--- start SELECTED EXCERPT ---

Here are more examples. Here are more examples. Do you see how important algebra is with calculus?

Function	Derivative	Notes
$ \displaystyle f\left( x \right)=\frac{1}{{\sqrt{{x+1}}}}$	$ \displaystyle \begin{align}f\left( x \right)&={{\left( {x+1} \right)}^{{-\frac{1}{2}}}}\\{f}’\left( x \right)&=-\frac{1}{2}{{\left( {x+1} \right)}^{{-\frac{3}{2}}}}=-\frac{1}{{2{{{\left( {\sqrt{{x+1}}} \right)}}^{3}}}}\end{align}$	Turn fraction with radical sign into expression with negative fractional exponent. Note the Quotient Rule could have been used, but there is no need because of the simplification.
$ \displaystyle f\left( x \right)=4{{\pi }^{2}}$	$ \displaystyle \begin{array}{c}f\left( x \right)=\text{constant}\\{f}’\left( x \right)=0\end{array}$	You might think this might differentiate to $ 8\pi $, but notice that there’s no $ x$ on the right-hand side, so the expression is actually a constant. Use the Constant rule, and the derivative is 0.

--- end SELECTED EXCERPT ---
--- start DATA SECTION ---

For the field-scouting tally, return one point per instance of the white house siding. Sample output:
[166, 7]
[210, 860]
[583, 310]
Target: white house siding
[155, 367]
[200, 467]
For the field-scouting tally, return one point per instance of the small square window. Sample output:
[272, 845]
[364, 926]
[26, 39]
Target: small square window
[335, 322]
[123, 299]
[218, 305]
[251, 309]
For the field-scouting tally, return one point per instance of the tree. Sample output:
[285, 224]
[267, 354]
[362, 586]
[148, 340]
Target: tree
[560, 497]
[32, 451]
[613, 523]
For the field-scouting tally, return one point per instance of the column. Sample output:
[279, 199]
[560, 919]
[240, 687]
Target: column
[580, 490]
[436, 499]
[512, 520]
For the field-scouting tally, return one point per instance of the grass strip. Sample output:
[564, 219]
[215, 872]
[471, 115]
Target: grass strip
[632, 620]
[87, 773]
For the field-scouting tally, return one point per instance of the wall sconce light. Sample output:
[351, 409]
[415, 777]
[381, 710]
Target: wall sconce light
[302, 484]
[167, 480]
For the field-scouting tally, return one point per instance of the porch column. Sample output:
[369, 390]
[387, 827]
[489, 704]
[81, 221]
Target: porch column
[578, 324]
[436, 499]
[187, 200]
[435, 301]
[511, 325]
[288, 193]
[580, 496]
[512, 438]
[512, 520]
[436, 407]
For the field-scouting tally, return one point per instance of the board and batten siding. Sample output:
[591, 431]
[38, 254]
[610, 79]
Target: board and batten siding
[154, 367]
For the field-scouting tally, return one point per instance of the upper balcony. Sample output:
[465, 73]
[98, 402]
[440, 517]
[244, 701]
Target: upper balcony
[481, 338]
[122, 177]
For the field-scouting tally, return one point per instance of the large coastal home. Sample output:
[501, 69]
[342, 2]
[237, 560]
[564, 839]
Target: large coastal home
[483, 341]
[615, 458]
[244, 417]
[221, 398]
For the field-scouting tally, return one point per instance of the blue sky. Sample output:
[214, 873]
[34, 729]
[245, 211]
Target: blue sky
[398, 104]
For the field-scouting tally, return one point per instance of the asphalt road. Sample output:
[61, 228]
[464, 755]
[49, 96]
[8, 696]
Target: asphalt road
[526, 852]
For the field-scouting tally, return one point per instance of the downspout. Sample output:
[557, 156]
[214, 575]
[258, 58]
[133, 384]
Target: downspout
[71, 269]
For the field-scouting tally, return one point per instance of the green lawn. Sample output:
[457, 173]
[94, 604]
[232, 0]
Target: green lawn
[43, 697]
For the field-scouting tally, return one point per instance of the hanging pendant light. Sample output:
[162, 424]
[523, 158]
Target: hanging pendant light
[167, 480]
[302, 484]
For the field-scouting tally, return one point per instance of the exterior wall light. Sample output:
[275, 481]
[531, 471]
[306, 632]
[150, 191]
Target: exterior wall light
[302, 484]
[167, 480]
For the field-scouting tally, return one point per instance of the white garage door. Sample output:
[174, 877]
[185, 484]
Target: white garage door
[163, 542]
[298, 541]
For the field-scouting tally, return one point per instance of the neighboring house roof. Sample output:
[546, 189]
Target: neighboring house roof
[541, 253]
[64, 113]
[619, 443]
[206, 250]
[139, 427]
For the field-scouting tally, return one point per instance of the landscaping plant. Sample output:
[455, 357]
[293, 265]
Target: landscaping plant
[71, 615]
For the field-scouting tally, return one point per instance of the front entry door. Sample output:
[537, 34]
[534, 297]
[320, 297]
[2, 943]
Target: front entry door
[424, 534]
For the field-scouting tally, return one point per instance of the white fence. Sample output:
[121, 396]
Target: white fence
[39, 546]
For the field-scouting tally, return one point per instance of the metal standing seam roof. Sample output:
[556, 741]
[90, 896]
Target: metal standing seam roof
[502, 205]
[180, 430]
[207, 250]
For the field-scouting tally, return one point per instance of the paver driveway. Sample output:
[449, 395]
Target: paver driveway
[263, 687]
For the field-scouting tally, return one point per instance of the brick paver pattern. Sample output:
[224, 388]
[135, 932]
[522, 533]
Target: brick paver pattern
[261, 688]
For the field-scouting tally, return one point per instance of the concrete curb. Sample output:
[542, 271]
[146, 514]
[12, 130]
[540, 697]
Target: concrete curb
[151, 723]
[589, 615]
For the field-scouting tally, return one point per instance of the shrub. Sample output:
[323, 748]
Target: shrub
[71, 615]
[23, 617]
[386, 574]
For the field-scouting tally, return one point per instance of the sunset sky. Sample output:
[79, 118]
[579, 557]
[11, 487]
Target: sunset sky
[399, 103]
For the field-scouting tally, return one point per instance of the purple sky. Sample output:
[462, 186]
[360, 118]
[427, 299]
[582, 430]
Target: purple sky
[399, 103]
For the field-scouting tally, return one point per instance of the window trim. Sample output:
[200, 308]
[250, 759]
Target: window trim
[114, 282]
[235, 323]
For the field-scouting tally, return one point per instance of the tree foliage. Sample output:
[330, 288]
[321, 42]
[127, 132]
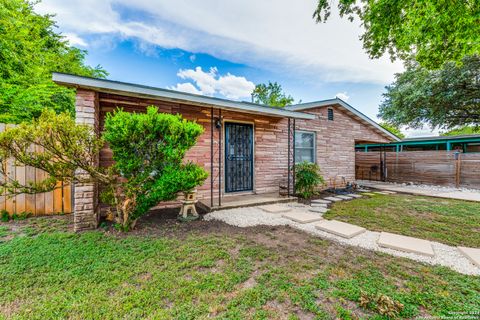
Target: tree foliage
[271, 94]
[444, 98]
[148, 150]
[30, 50]
[393, 129]
[53, 143]
[433, 31]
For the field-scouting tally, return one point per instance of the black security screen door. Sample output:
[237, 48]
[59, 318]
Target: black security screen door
[238, 157]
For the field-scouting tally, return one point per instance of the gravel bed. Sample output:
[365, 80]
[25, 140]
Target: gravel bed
[447, 256]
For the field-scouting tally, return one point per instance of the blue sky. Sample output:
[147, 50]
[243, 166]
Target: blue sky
[223, 48]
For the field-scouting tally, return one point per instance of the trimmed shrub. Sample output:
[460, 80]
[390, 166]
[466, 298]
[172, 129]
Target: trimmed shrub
[307, 178]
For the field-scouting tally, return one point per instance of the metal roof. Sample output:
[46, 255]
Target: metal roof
[459, 137]
[338, 101]
[141, 91]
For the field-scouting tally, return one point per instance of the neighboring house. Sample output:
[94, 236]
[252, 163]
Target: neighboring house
[465, 143]
[246, 147]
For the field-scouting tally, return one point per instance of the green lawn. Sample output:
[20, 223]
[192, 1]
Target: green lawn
[452, 222]
[205, 270]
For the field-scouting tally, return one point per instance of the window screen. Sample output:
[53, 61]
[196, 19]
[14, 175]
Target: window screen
[304, 146]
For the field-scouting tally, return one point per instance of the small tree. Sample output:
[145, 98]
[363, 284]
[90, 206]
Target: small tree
[148, 150]
[271, 94]
[307, 178]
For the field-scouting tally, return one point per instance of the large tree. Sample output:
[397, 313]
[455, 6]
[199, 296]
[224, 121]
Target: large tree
[148, 149]
[433, 31]
[393, 129]
[30, 49]
[444, 98]
[271, 94]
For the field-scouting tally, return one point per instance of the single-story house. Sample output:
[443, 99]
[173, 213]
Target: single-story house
[248, 149]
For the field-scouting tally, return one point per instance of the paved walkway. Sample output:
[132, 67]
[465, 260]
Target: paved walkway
[431, 192]
[463, 260]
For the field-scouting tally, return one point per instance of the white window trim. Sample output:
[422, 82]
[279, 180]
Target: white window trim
[314, 144]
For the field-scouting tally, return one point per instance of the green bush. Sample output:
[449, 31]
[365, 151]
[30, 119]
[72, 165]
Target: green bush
[148, 149]
[307, 178]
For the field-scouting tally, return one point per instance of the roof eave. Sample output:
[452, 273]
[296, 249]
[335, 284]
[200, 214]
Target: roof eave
[133, 90]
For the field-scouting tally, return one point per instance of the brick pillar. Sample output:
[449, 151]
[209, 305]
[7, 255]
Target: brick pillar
[85, 197]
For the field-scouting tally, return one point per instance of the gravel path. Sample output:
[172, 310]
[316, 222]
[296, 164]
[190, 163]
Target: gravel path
[447, 256]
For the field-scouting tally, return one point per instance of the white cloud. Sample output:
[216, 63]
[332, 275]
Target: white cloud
[75, 40]
[185, 87]
[343, 96]
[271, 34]
[211, 83]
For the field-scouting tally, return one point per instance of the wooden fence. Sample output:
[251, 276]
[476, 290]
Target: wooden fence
[54, 202]
[428, 167]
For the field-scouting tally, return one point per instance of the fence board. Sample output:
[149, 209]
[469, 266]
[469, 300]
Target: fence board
[53, 202]
[428, 167]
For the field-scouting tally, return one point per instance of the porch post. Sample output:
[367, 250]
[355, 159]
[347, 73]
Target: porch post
[220, 158]
[85, 195]
[293, 158]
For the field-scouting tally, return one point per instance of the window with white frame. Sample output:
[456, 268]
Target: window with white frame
[304, 146]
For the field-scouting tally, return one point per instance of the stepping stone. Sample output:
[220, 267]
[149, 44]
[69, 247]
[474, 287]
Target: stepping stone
[473, 254]
[275, 208]
[334, 199]
[344, 197]
[385, 192]
[302, 217]
[406, 244]
[354, 195]
[321, 201]
[319, 209]
[342, 229]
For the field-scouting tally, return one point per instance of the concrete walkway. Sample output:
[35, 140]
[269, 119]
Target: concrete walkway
[458, 194]
[463, 260]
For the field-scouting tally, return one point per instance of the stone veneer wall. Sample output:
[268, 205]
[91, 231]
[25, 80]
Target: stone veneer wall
[335, 145]
[86, 194]
[336, 141]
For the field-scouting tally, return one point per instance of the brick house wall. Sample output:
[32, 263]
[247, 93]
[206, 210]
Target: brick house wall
[336, 141]
[270, 141]
[335, 145]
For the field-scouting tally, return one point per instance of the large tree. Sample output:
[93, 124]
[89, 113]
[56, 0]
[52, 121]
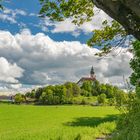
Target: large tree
[125, 12]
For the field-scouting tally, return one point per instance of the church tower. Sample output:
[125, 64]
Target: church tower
[92, 73]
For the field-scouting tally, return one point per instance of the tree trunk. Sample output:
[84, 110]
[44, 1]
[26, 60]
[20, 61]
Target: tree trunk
[126, 12]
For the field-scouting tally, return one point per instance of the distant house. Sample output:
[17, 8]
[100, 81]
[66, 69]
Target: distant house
[92, 77]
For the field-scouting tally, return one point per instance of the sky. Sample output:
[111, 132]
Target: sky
[36, 52]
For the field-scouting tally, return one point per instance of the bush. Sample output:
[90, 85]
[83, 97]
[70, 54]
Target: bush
[19, 98]
[101, 99]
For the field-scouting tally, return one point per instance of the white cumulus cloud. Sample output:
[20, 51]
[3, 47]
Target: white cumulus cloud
[45, 61]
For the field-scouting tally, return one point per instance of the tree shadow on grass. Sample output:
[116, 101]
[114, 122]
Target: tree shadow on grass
[92, 121]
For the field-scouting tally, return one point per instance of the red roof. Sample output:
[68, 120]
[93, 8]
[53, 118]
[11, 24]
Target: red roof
[87, 79]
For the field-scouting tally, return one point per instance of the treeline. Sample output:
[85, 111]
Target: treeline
[71, 93]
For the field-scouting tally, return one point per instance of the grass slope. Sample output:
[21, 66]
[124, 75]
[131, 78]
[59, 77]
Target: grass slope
[55, 122]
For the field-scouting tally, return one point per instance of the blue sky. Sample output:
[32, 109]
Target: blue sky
[32, 21]
[37, 52]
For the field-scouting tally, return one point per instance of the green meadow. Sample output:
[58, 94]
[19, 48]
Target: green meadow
[27, 122]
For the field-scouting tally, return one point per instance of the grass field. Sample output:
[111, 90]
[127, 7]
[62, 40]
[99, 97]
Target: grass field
[55, 122]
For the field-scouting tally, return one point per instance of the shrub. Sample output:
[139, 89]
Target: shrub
[19, 98]
[101, 98]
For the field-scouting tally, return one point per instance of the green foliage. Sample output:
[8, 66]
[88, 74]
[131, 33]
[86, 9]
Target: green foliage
[135, 64]
[71, 93]
[57, 10]
[101, 98]
[19, 98]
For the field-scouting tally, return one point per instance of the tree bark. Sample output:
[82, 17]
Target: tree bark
[126, 12]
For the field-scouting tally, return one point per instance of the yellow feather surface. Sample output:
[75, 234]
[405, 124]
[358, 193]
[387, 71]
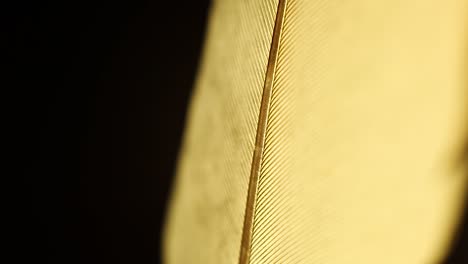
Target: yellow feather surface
[365, 120]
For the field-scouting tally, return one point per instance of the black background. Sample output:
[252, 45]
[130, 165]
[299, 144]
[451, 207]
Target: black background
[99, 92]
[99, 98]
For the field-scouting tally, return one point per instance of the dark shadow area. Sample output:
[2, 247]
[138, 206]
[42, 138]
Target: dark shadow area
[100, 91]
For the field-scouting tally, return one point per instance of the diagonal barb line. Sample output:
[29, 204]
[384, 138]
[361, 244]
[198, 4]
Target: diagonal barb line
[260, 137]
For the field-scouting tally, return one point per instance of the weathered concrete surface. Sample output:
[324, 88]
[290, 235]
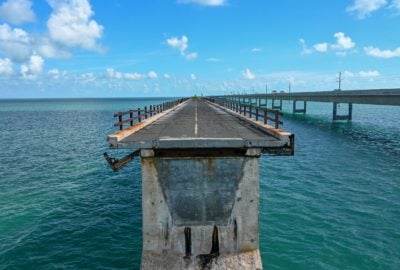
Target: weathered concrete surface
[200, 193]
[197, 123]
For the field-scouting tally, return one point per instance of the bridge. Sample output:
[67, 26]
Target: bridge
[349, 97]
[200, 180]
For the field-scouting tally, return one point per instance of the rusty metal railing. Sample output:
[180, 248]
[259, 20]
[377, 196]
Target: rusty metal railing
[136, 116]
[256, 112]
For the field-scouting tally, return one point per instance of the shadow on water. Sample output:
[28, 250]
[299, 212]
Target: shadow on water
[378, 137]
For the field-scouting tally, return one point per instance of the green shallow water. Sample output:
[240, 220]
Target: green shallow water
[334, 205]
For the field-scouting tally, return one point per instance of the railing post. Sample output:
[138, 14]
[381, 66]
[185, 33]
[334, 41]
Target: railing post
[265, 117]
[250, 110]
[131, 116]
[121, 125]
[256, 114]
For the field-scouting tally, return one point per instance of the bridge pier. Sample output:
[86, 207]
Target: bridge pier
[277, 107]
[200, 209]
[342, 117]
[200, 183]
[296, 110]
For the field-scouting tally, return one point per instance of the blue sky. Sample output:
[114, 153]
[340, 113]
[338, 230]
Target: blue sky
[125, 48]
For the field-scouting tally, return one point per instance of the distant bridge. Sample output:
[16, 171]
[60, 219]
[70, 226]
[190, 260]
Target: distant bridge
[350, 97]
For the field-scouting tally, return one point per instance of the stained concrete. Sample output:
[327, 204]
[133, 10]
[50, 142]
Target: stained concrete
[200, 193]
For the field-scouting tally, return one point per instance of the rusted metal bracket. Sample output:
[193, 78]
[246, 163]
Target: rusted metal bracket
[117, 164]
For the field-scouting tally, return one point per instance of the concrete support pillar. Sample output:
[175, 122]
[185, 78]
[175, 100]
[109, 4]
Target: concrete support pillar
[277, 107]
[200, 209]
[349, 115]
[297, 110]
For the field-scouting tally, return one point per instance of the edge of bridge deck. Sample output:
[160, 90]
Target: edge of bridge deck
[282, 143]
[118, 136]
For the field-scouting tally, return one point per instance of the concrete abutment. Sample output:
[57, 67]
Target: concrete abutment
[200, 212]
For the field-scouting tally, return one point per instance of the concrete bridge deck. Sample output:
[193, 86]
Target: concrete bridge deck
[372, 97]
[200, 182]
[197, 123]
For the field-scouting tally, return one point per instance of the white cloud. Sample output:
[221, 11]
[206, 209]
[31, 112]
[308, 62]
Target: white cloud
[363, 8]
[396, 4]
[321, 47]
[134, 76]
[70, 24]
[343, 42]
[369, 73]
[191, 56]
[46, 48]
[152, 75]
[204, 2]
[180, 44]
[212, 59]
[17, 11]
[54, 73]
[15, 43]
[247, 74]
[378, 53]
[305, 49]
[113, 74]
[6, 67]
[33, 68]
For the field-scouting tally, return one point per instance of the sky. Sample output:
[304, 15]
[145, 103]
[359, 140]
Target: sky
[150, 48]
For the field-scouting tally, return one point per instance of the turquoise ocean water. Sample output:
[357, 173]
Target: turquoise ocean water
[334, 205]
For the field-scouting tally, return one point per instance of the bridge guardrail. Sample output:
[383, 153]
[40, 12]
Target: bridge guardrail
[251, 111]
[136, 116]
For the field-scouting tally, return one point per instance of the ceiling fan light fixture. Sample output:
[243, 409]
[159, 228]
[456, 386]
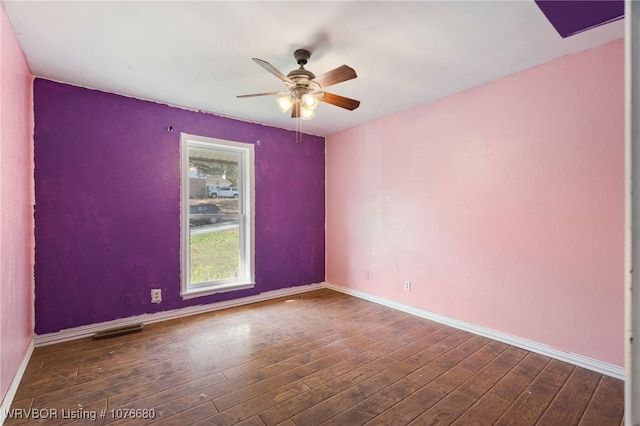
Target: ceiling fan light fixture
[284, 103]
[309, 101]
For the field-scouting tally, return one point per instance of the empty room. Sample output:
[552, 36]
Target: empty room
[318, 212]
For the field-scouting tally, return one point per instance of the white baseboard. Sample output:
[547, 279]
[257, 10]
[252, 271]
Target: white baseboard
[569, 357]
[13, 387]
[90, 330]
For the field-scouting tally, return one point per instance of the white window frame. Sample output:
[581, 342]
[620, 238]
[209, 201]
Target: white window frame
[246, 173]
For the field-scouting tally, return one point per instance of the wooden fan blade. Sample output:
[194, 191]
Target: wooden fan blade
[295, 111]
[338, 75]
[261, 94]
[340, 101]
[273, 70]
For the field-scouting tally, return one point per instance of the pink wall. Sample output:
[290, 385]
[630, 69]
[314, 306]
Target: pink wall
[503, 205]
[16, 200]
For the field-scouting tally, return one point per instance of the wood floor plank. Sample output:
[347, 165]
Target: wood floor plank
[486, 378]
[572, 399]
[485, 411]
[321, 357]
[446, 411]
[531, 404]
[517, 380]
[364, 411]
[603, 409]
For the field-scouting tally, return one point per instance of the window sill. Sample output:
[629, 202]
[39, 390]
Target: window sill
[219, 288]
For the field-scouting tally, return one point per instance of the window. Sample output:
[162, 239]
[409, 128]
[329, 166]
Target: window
[217, 216]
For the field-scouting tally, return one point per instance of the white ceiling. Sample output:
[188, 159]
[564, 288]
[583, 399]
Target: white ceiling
[198, 54]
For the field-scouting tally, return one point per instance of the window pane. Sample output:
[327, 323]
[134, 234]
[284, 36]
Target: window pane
[217, 216]
[214, 216]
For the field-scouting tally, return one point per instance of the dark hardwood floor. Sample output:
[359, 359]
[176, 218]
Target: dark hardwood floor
[317, 358]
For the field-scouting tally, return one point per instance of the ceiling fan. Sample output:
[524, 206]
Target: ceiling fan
[304, 89]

--- end DATA SECTION ---

-- TO-DO LIST --
1. Write out the part of the derivatives text between "Here are more examples. Here" and "of the simplification.", inclusive.
2. Find each line in the rows that contains the word "bark", and copy every such line.

-- EXERCISE ANSWERS --
1.
Here are more examples. Here are more examples. Do you see how important algebra is with calculus?

Function	Derivative	Notes
$ \displaystyle f\left( x \right)=\frac{1}{{\sqrt{{x+1}}}}$	$ \displaystyle \begin{align}f\left( x \right)&={{\left( {x+1} \right)}^{{-\frac{1}{2}}}}\\{f}’\left( x \right)&=-\frac{1}{2}{{\left( {x+1} \right)}^{{-\frac{3}{2}}}}=-\frac{1}{{2{{{\left( {\sqrt{{x+1}}} \right)}}^{3}}}}\end{align}$	Turn fraction with radical sign into expression with negative fractional exponent. Note the Quotient Rule could have been used, but there is no need because of the simplification.

2.
For the field-scouting tally, return one point per instance of the tree bark. Sample output:
Target: tree bark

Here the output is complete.